* **DATA FOR THIS TASK**
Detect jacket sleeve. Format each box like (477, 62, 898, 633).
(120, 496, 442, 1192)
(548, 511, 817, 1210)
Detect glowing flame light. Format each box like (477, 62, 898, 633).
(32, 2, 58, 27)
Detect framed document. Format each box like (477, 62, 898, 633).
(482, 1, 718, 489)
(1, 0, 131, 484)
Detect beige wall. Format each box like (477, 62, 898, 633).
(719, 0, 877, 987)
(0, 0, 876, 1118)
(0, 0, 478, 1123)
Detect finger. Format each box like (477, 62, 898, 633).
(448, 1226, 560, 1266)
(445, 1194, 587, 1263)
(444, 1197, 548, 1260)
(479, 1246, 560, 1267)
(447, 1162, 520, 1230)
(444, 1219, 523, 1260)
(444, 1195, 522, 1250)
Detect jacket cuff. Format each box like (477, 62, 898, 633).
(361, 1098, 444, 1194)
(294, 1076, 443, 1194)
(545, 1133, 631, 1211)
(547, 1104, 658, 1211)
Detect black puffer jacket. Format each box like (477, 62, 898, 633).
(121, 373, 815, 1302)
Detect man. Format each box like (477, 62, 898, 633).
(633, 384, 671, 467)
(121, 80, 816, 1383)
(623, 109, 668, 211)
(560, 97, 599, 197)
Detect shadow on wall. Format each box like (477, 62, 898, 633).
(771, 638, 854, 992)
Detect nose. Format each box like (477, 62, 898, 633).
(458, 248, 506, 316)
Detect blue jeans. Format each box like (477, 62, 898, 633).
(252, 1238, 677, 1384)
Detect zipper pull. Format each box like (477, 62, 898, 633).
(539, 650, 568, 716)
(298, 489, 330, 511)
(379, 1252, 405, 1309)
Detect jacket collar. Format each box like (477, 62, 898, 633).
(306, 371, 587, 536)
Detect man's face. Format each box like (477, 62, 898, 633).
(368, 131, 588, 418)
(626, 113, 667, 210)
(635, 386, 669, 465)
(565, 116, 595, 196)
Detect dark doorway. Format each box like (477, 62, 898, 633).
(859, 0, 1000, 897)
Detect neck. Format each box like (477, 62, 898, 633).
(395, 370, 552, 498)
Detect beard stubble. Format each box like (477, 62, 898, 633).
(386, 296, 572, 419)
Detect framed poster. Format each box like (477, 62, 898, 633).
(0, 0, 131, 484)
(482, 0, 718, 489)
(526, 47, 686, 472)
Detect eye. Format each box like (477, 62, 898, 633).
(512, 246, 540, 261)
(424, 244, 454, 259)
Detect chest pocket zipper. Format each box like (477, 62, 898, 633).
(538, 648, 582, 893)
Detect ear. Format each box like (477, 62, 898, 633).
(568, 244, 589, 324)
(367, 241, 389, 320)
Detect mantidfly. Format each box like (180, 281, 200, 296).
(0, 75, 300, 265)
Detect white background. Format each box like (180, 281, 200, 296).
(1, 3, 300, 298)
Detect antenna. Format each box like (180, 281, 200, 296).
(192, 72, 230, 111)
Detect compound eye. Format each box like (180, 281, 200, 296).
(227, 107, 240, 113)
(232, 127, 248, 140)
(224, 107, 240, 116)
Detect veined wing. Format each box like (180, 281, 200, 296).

* **TASK**
Once you reach the line that contains "Detect framed poster.", print it and every line after it exactly as written, stopping at the last line of the records and adding nothing.

* **RESULT FOR THIS TASK**
Detect framed poster. Format each box like (477, 62, 898, 633).
(0, 0, 131, 484)
(482, 0, 718, 489)
(526, 47, 686, 472)
Detect eye. Format each box like (477, 62, 898, 633).
(512, 246, 540, 261)
(424, 244, 454, 259)
Detect chest pocket zipper. Format each box like (477, 62, 898, 633).
(538, 648, 582, 893)
Detect ear. Format each box like (477, 62, 898, 633).
(568, 244, 589, 324)
(367, 241, 389, 320)
Detect mantidfly. Format each box like (180, 281, 200, 296).
(0, 75, 300, 265)
Detect white background. Format each box like (180, 281, 200, 296).
(1, 3, 300, 298)
Detect antenna. Format each box like (180, 281, 200, 296).
(192, 72, 230, 111)
Detect compound eye. Format each box like (180, 281, 200, 296).
(227, 107, 240, 113)
(232, 127, 248, 140)
(224, 107, 240, 116)
Detect veined wing. Format each box like (180, 281, 200, 296).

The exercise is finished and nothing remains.